**What the task asks**
Reproduce every one of the lines below word for word, leaving out the pictures.

**Material provided**

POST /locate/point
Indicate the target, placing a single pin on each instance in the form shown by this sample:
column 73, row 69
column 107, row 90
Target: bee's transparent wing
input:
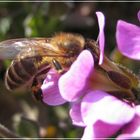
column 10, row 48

**Task output**
POST /locate/point
Indicate the target, placing a single pin on each instance in the form shown by this sample:
column 73, row 69
column 107, row 90
Target: bee's transparent wing
input:
column 10, row 48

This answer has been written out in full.